#### TASK TO COMPLETE
Each line below needs to be duplicated without alteration.

___ SOURCE DATA

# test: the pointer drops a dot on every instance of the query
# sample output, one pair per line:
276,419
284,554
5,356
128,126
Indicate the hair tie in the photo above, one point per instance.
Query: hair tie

______

#### EXERCISE OUTPUT
# test: the pointer drops a dot on every instance of the query
# sample output, one pair per line:
276,419
284,554
5,356
128,126
Indicate the hair tie in the photo above, one point per instance.
Query: hair tie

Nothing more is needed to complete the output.